Extract every line below, verbatim.

(Coordinate annotation records)
((

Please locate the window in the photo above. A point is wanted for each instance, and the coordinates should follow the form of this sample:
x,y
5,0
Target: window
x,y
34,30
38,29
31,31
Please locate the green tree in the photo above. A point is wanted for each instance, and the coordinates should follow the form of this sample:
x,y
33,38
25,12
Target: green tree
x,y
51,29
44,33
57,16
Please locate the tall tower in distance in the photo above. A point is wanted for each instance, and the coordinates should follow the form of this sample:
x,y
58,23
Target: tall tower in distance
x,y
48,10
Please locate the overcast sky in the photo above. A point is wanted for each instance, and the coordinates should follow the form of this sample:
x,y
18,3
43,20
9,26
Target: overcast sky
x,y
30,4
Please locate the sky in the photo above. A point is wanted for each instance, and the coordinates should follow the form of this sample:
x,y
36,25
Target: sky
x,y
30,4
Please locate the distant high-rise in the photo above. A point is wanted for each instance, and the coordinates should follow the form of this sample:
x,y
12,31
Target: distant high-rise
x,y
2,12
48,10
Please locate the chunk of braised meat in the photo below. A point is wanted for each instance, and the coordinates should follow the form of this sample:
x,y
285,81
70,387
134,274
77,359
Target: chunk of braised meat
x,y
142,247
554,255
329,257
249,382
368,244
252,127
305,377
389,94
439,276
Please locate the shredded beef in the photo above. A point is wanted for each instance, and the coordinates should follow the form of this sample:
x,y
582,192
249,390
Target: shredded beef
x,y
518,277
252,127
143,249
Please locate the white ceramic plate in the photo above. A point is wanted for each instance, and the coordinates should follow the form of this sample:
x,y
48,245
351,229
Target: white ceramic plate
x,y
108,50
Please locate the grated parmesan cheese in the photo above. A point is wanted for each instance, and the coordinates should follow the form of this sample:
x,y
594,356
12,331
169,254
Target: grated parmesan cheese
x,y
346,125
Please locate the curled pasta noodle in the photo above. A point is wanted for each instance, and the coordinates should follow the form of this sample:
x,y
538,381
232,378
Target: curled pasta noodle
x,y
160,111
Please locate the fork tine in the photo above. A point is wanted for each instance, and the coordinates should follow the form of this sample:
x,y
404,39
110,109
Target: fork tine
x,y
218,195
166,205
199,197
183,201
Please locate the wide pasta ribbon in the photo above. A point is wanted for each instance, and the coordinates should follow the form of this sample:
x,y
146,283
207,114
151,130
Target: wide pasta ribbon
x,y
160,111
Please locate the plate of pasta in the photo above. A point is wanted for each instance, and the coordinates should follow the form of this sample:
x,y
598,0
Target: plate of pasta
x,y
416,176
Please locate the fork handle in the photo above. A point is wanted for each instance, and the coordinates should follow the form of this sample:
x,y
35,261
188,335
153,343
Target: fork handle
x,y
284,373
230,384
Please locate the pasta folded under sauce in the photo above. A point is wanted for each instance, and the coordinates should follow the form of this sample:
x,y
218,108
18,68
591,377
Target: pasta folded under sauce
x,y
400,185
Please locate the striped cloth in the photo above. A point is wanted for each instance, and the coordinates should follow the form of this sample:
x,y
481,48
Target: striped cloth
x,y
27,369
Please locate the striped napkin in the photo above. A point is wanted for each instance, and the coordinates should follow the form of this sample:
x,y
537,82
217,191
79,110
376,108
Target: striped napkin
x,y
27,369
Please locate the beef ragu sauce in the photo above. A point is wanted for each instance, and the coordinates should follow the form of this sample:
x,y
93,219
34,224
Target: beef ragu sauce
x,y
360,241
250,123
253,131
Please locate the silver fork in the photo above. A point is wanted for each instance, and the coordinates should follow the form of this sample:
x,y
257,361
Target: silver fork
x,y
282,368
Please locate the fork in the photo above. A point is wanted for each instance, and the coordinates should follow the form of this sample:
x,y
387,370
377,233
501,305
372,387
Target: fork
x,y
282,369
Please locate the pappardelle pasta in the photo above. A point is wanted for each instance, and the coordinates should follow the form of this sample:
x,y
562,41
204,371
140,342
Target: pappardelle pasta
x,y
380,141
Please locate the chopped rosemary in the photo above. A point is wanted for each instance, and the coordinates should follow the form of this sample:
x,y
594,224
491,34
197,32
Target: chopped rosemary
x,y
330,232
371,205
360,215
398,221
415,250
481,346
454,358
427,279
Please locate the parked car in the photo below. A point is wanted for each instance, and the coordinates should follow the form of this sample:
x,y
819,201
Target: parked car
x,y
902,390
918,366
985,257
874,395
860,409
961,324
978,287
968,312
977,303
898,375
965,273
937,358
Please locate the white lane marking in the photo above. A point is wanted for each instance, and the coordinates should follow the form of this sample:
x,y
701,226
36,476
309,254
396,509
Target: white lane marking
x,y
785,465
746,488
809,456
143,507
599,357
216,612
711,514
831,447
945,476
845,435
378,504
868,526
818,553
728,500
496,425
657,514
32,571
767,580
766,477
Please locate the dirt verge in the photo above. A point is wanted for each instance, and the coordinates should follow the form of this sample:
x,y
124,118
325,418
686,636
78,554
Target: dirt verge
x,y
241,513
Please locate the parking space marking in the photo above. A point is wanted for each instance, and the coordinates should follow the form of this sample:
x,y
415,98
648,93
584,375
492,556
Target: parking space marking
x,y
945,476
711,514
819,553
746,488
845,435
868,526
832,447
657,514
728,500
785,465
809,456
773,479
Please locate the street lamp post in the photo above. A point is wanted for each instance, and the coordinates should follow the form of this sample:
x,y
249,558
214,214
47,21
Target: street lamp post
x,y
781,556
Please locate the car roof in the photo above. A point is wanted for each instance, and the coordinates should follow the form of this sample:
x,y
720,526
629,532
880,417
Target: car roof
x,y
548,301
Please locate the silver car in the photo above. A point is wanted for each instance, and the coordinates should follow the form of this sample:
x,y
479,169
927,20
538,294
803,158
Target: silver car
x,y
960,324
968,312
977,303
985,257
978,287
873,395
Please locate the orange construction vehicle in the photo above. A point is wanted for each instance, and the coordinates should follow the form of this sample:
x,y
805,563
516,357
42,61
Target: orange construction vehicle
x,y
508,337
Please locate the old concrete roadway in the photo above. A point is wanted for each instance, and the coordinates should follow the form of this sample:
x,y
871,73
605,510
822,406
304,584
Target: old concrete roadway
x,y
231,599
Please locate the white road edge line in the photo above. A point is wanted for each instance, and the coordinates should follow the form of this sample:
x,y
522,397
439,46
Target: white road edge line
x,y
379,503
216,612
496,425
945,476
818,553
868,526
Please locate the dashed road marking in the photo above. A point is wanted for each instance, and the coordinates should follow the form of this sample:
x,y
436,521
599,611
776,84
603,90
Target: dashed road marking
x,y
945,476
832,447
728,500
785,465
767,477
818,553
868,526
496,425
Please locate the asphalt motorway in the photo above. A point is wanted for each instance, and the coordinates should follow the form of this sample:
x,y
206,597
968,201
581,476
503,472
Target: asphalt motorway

))

#### Finished exercise:
Please locate the window in the photo above. A point is wanted for each instance, and the coordinates should follow the form of this sample:
x,y
5,0
Target: window
x,y
34,30
38,29
31,31
Please locate the green tree in the photo above. A point is wanted for each instance, and the coordinates should follow the form of this sample:
x,y
33,38
25,12
Target: green tree
x,y
51,29
44,33
57,16
Please locate the tall tower in distance in the photo above. A point is wanted for each instance, and the coordinates should follow the form of this sample:
x,y
58,23
Target: tall tower in distance
x,y
48,10
Please locate the overcast sky in the photo above. A point is wanted for each instance, and the coordinates should follow the form of this sample:
x,y
18,3
43,20
9,26
Target: overcast sky
x,y
30,4
Please locate the sky in the photo above. A point is wanted for each instance, and the coordinates should follow the form of this sample:
x,y
36,25
Target: sky
x,y
30,4
Please locate the distant high-rise in the photo above. A point is wanted for each instance, and the coordinates should follow the form of this sample:
x,y
12,31
Target: distant high-rise
x,y
2,12
48,10
Please locate the chunk of braised meat in the photo below. A point is wanted for each instance, and the coordinates should follow the form of this sample:
x,y
285,81
70,387
134,274
77,359
Target: chunk of braised meat
x,y
142,247
554,255
329,257
249,382
368,244
252,127
305,377
389,94
439,276
Please locate the shredded beef in the photo above. A point is wanted for each instance, and the coordinates should follow the form of this sample:
x,y
582,192
249,390
Target: shredded beef
x,y
518,277
252,127
143,249
Please locate the white ceramic plate in the photo above. A point is wanted for each instance, and the coordinates should follow the form of this sample:
x,y
48,245
351,229
Target: white ceramic plate
x,y
108,50
Please locate the grated parmesan cheese in the photo above. A point is wanted for each instance, and the coordinates should follow the form of this sample:
x,y
594,356
12,331
169,254
Target: grated parmesan cheese
x,y
346,125
Please locate the curled pasta noodle in the photo above. A point is wanted for each instance, and the coordinates should follow the form of this sample:
x,y
538,381
232,378
Target: curled pasta noodle
x,y
160,111
Please locate the fork tine in the photo above. A point is wanted for each instance, and the coordinates should follow the form of this sample:
x,y
404,39
110,109
Target: fork tine
x,y
218,195
166,205
199,197
183,201
Please locate the wide pasta ribbon in the photo above. A point is wanted for each instance, and the coordinates should follow the form of this sample:
x,y
146,283
207,114
151,130
Target: wide pasta ribbon
x,y
160,111
Please locate the plate of pasta in the photo above. A point is wanted for each instance, and the coordinates should follow the form of this sample:
x,y
598,0
Target: plate of pasta
x,y
416,176
Please locate the fork handle in the photo above. A point is wanted for each instance, and the coordinates should follow the form of this sample:
x,y
35,261
188,335
153,343
Target: fork handle
x,y
284,373
230,384
Please locate the pasta folded under sauce in the photo above. A point is wanted for each instance, and the coordinates should follow the form of this sample:
x,y
218,108
18,68
591,377
Target: pasta folded under sauce
x,y
400,185
Please locate the striped cloth in the photo above. A point is wanted for each instance, and the coordinates should follow the form of this sample:
x,y
481,48
Target: striped cloth
x,y
27,369
Please locate the striped napkin in the photo above. A point is wanted for each instance, and the coordinates should follow the form of this sample:
x,y
537,82
217,191
79,110
376,108
Target: striped napkin
x,y
27,369
Please locate the beef ragu sauce in the photo above. A point is wanted for each instance, and the coordinates should follow the form of this sample:
x,y
93,219
34,224
Target: beef ragu sauce
x,y
360,241
250,123
253,131
Please locate the silver fork in the photo above. A point is wanted for each instance, and the coordinates should follow the form of this sample:
x,y
257,361
Target: silver fork
x,y
282,368
Please locate the fork in the photo above. A point is wanted for each instance, and the coordinates should follow the form of this sample:
x,y
387,370
377,233
501,305
372,387
Target: fork
x,y
282,369
Please locate the pappardelle pasta in the photo above. A point is wanted for each instance, and the coordinates should follow the form of this sample:
x,y
562,41
204,371
140,342
Target: pappardelle pasta
x,y
380,141
Please locate the chopped rosemary in the photo above. A point is wanted for each instance, and the coordinates should follow the form of this sample:
x,y
594,224
491,34
197,32
Target: chopped rosemary
x,y
330,232
371,205
360,215
398,221
415,250
481,346
454,358
427,279
Please locate the parked car in the photo below. A point is wanted for each instance, and the coordinates should follow the form of this sample:
x,y
819,201
Target: parked car
x,y
902,390
918,366
985,257
874,395
860,409
961,324
978,287
968,312
977,303
898,375
965,273
937,358
Please locate the white lane marking in the photo above. A point is wanted for each instance, and the coordinates should follow the form of this sample:
x,y
701,226
36,476
309,254
396,509
Target: white lane marking
x,y
785,465
746,488
809,456
143,507
599,357
216,612
711,514
831,447
945,476
845,435
378,504
868,526
818,553
728,500
496,425
657,514
32,571
767,580
766,477
Please locate the dirt verge in the photo above. A point is wanted for each instance, and the coordinates should follow the form of this sample:
x,y
124,118
325,418
686,636
78,554
Target: dirt verge
x,y
241,513
Please locate the parking space marking in the photo above. A point is wanted for each instance, and the coordinates should follow the form of this sample:
x,y
415,98
648,93
584,375
492,556
Target: parking space marking
x,y
945,476
711,514
819,553
746,488
845,435
868,526
832,447
657,514
728,500
785,465
809,456
773,479
Please locate the street lamp post in the photo above. A point is wanted for each instance, and the coordinates should follow the form of this sample:
x,y
249,558
214,214
47,21
Target: street lamp post
x,y
781,556
Please locate the car roof in the photo above. A point is wanted for each instance, and the coordinates should follow the form of this sample:
x,y
720,526
629,532
880,417
Target: car roof
x,y
548,301
Please locate the silver car in the photo above. A point is wanted for each instance, and the coordinates should follow the form of this sample:
x,y
479,169
927,20
538,294
803,158
Target: silver car
x,y
960,324
968,312
977,303
985,257
978,287
873,395
Please locate the orange construction vehicle in the photo above. A point is wanted for each instance, and the coordinates should follow the form of this sample:
x,y
805,563
516,357
42,61
Target: orange construction vehicle
x,y
508,337
Please locate the old concrete roadway in the photo above. A point is wanted for each instance, and the coordinates should follow the form of this sample:
x,y
871,73
605,510
822,406
304,584
Target: old concrete roadway
x,y
231,599
Please locate the white road edge line in the photo above. A point is wanted for each instance, and the coordinates should follow the form of this sample:
x,y
522,397
439,46
Target: white road edge line
x,y
379,503
216,612
496,425
945,476
818,553
868,526
Please locate the dashed road marking in the photo above. A point is wanted for each instance, and the coordinates should follow the form of this sample:
x,y
436,521
599,611
776,84
603,90
Target: dashed road marking
x,y
945,476
832,447
728,500
785,465
767,477
818,553
868,526
496,425
Please locate the asphalt motorway in the photo above. A point is wanted for each instance, and the coordinates should follow the form of this sample:
x,y
206,597
968,201
581,476
503,472
Target: asphalt motorway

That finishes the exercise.